- [Document segment]
⟨

Long story short, The entire Exaly project has been developed from scratch, and no external library, resource, or database has been used whatsoever.
Datasets
The entire database has been created by directly analysing the articles published in scholarly journals. The validity of the extracted data has been cross-checked with other resources, but no other resources have been used.
Our purpose was to create a fully comprehensive database. There are several projects based on Crossref datasets since Crossref has a relaxed licence for re-production. However, there are two major problems: First, Crossref is a major DOI issuer and thus, exclusively focused on DOI as the identifier. Although most research articles have a DOI, there are still articles without a DOI and thus not included in Crossref datasets. So much the worse, as the main issuer of DOI for scholarly journals, Crossref often ignore the articles whose DOIs have been issued by other DOI issuers. Second, the datasets are directly supplied by the publishers, and there are discrepancies in the format of the data.
A significant part of the present project was to curate the data and re-organise the formats for statistical analysis.
Natural Language Processing
Natural Language Processing (NLP) plays a critical role in this project. A native programme was developed, which is substantially different from available NLP tools. First, we assume the published materials are correctly formatted, particularly character cases. For example, the is always considered the definite article, but THE is considered an acronym unless the entire sentence is in upper case (e.g., capitalised titles or headings). Second, the programme is developed for English grammar and vocabulary, and cannot be used for any other language. This is the reason that the non-English articles have been specifically identified and excluded from the linguistic analysis.

⟩

Records from a point annotation dataset
⟨

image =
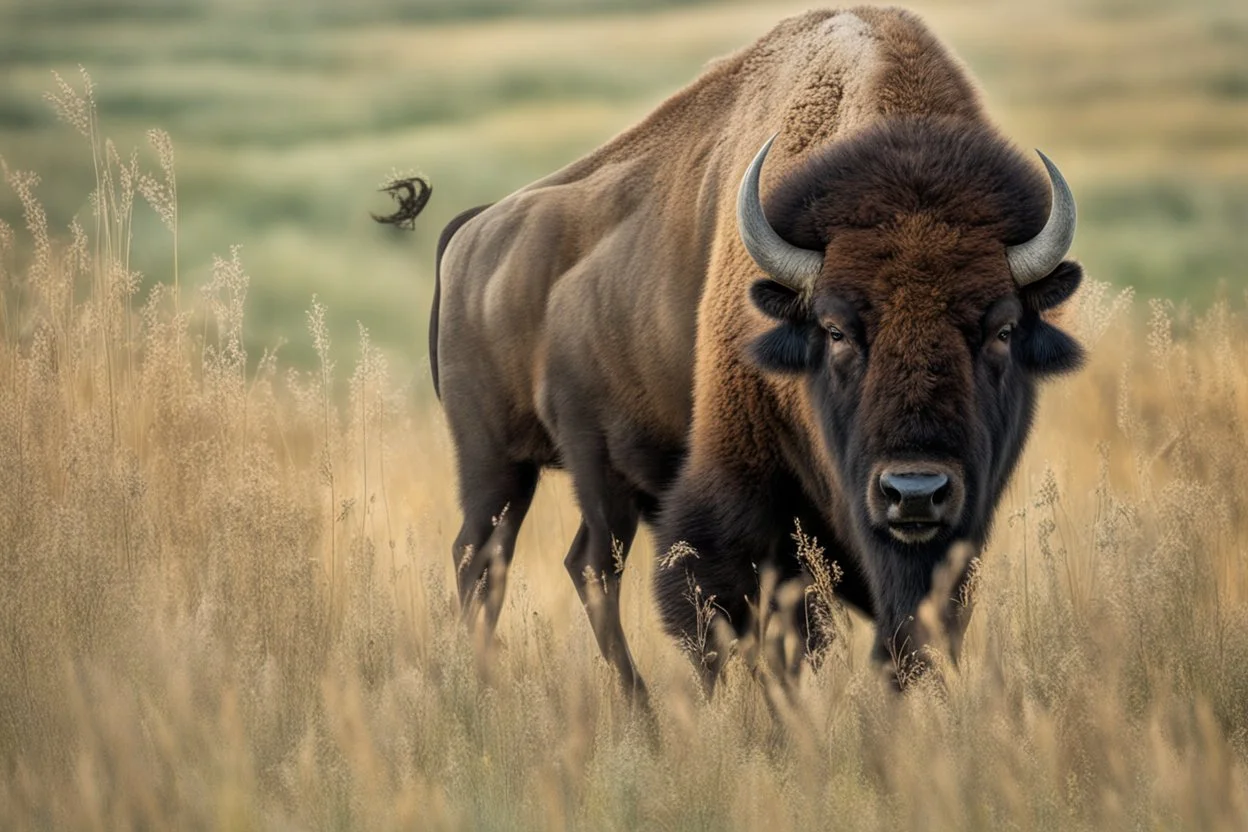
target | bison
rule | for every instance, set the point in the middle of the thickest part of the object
(858, 351)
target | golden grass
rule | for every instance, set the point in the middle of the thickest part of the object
(226, 600)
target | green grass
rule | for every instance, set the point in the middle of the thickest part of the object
(286, 120)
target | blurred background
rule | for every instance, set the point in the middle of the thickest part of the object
(287, 115)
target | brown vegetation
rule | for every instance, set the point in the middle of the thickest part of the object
(225, 598)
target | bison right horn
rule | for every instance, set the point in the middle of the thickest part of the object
(783, 261)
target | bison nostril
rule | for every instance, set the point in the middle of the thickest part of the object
(915, 495)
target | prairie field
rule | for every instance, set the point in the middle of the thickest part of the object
(227, 498)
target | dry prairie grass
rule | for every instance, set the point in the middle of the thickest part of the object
(226, 598)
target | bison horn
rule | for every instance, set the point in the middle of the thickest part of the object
(1040, 256)
(784, 262)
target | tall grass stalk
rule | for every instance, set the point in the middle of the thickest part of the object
(196, 628)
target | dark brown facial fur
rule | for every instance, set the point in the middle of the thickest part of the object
(919, 352)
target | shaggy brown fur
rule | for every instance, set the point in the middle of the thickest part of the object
(600, 318)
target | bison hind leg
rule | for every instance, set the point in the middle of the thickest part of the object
(610, 513)
(496, 497)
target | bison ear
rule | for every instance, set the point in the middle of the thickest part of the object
(1053, 290)
(778, 301)
(784, 349)
(1047, 351)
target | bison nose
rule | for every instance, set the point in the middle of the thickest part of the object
(915, 497)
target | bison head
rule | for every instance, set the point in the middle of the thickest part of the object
(907, 273)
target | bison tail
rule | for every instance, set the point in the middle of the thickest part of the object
(443, 241)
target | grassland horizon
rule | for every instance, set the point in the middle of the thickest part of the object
(226, 594)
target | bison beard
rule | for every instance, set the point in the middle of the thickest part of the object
(946, 393)
(877, 384)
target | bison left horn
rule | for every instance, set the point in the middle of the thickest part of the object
(783, 261)
(1040, 256)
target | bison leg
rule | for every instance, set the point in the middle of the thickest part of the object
(494, 508)
(595, 564)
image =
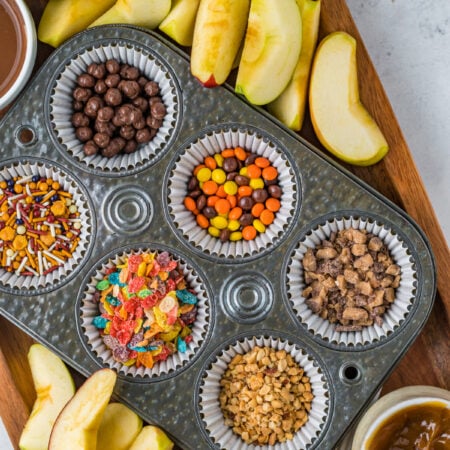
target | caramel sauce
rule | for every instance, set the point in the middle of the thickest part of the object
(418, 427)
(12, 42)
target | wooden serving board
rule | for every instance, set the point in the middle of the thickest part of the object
(428, 360)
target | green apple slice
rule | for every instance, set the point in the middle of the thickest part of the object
(271, 50)
(290, 106)
(118, 428)
(77, 425)
(179, 23)
(218, 32)
(143, 13)
(54, 387)
(341, 122)
(153, 438)
(62, 19)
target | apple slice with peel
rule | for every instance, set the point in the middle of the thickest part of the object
(290, 106)
(143, 13)
(118, 428)
(271, 50)
(152, 438)
(54, 388)
(179, 23)
(62, 19)
(218, 32)
(77, 425)
(341, 122)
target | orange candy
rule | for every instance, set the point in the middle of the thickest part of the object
(226, 205)
(222, 206)
(257, 209)
(253, 171)
(210, 162)
(273, 204)
(245, 191)
(209, 187)
(211, 200)
(262, 162)
(269, 173)
(266, 217)
(240, 153)
(202, 221)
(235, 213)
(197, 168)
(232, 199)
(221, 192)
(190, 204)
(249, 232)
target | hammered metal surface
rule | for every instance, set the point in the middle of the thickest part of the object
(52, 317)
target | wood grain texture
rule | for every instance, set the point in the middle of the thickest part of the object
(428, 360)
(14, 409)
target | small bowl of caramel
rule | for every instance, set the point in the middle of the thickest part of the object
(19, 45)
(414, 417)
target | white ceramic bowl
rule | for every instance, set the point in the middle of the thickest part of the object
(30, 55)
(391, 403)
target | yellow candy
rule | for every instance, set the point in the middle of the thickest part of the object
(233, 225)
(256, 183)
(204, 174)
(213, 231)
(219, 222)
(230, 187)
(259, 226)
(236, 236)
(219, 176)
(142, 269)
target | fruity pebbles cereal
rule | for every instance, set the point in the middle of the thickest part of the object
(146, 309)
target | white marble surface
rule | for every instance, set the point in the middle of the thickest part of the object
(409, 44)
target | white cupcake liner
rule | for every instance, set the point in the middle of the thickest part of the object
(212, 143)
(89, 310)
(395, 314)
(211, 413)
(61, 106)
(59, 275)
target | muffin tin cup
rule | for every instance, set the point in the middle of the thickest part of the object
(61, 107)
(209, 407)
(174, 363)
(214, 141)
(28, 284)
(394, 316)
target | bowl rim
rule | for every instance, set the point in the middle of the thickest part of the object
(393, 402)
(30, 55)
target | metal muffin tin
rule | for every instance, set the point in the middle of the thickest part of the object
(247, 295)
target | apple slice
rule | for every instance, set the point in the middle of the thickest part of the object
(271, 50)
(118, 428)
(218, 32)
(153, 438)
(290, 106)
(62, 19)
(77, 425)
(54, 387)
(179, 23)
(341, 122)
(143, 13)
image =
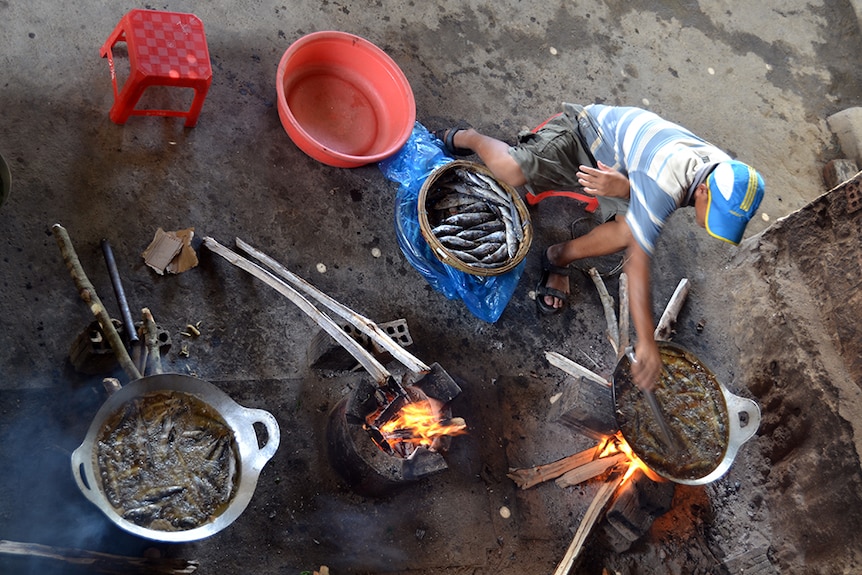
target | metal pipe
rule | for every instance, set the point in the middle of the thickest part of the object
(126, 313)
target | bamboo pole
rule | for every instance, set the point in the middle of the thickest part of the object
(88, 294)
(96, 562)
(364, 357)
(362, 323)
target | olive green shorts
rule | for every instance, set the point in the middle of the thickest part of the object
(550, 158)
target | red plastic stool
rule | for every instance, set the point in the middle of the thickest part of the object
(165, 49)
(533, 199)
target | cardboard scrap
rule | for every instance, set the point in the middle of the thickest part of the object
(171, 252)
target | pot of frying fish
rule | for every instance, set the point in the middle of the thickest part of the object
(708, 424)
(173, 458)
(473, 222)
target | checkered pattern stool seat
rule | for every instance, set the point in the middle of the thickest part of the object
(165, 49)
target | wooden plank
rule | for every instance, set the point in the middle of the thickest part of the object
(586, 407)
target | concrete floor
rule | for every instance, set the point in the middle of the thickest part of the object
(758, 81)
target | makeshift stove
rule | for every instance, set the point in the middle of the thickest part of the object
(630, 495)
(383, 434)
(380, 439)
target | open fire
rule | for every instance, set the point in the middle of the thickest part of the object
(415, 424)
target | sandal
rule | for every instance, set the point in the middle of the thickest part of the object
(543, 290)
(448, 138)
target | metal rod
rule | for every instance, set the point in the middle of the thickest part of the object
(126, 313)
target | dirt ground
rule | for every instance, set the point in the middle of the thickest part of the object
(775, 319)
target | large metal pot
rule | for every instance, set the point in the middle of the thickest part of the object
(709, 407)
(241, 421)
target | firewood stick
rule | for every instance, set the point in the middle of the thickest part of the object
(664, 330)
(625, 317)
(593, 513)
(526, 478)
(572, 368)
(368, 361)
(154, 356)
(362, 323)
(96, 562)
(608, 305)
(88, 294)
(589, 470)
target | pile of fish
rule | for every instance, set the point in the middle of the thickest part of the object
(474, 218)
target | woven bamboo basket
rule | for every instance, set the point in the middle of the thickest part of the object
(442, 252)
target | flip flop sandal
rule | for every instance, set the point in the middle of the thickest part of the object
(543, 290)
(448, 139)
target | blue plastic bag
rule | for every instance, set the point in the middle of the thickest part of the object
(485, 296)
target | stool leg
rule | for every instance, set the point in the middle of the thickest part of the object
(127, 99)
(197, 105)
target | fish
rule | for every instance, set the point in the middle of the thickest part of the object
(484, 250)
(446, 230)
(468, 220)
(457, 243)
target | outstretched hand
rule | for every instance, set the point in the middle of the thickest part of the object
(603, 181)
(646, 369)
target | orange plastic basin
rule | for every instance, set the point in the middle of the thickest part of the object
(342, 100)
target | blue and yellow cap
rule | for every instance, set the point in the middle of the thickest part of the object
(735, 191)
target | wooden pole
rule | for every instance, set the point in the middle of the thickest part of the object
(572, 368)
(625, 317)
(154, 356)
(608, 305)
(88, 294)
(664, 329)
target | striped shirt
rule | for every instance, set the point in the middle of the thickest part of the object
(659, 158)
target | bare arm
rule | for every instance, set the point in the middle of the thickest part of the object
(645, 371)
(603, 181)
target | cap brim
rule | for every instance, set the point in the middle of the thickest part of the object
(723, 225)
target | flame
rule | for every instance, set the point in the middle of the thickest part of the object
(616, 444)
(418, 424)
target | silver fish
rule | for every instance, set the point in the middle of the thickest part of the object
(468, 220)
(446, 230)
(484, 250)
(457, 243)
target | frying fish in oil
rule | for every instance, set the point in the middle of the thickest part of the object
(167, 461)
(695, 410)
(475, 218)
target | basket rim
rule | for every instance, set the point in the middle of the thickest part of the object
(442, 253)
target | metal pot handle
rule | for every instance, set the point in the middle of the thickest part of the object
(736, 407)
(78, 463)
(273, 436)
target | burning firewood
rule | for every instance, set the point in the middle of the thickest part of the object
(380, 408)
(592, 515)
(526, 478)
(590, 470)
(96, 562)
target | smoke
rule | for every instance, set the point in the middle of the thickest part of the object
(39, 499)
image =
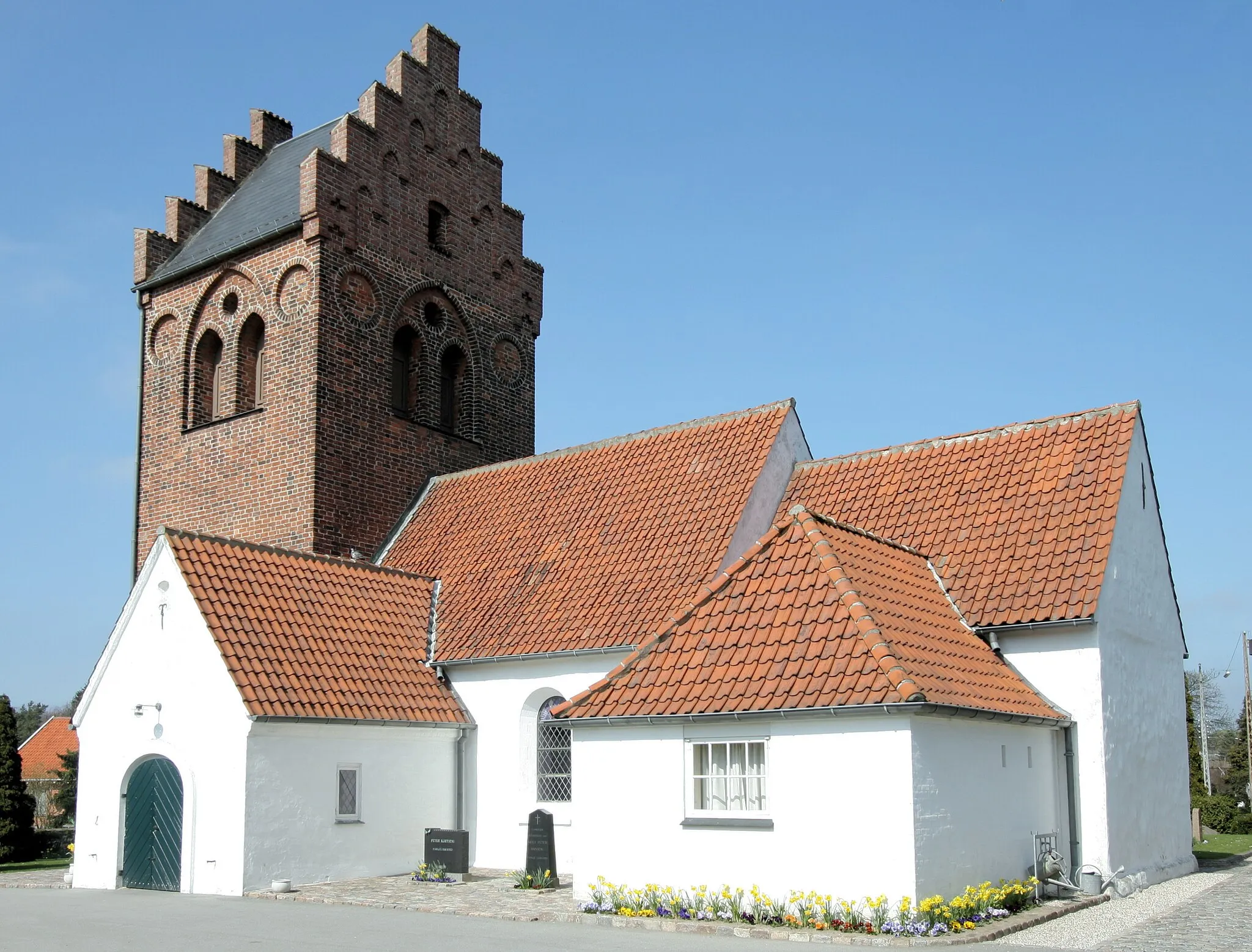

⟩

- [Aim 1]
In the Exaly project description, how does the language-processing program treat the word THE when written in upper case?
- [Aim 2]
Pick up the Exaly project description after its last sentence and carry it forward.

- [Answer 1]
It treats THE as an acronym unless the entire sentence is in upper case.

- [Answer 2]
Whilst the available NLP tools parse the sentences into individual tokens, the present system parses the sentences into the grammatical structure of Subject-Verb-Object. Since most sentences are more complicated than this simple structure, sub-sentences or sub-phrases associated with the main subject or object are captured. In the present context, the most important mission is to capture the direct objects (and sometimes subjects) of the sentences because they often reflect the topics of the article under consideration (i.e., equivalent to technical keywords). Adverbs are of particular importance, but we differentiate between them when modifying the main verb or they are part of an object or subject.
Another major difference is that the available NLP programmes solely rely on the lemmatisation of tokens. In addition to that, we heavily rely on morphology. For instance, "formation" is not parsed any further in the NLP programmes, but we divide it into to form (verb) + -ation (suffix). Therefore, formation of something, forming something, and to form something are semantically interpreted synonymous.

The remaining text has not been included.